* [Records provided]

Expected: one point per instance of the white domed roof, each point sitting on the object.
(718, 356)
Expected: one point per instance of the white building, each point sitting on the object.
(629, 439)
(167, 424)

* [Description of the task]
Please convert all the items above into a numbered list, leaving out any blank lines.

* [The completed task]
1. Expected: one point per instance of the white domed roof, each point sitting on the object.
2. (718, 356)
3. Expected: one point per instance of the white building, each point sitting on the object.
4. (629, 439)
5. (167, 424)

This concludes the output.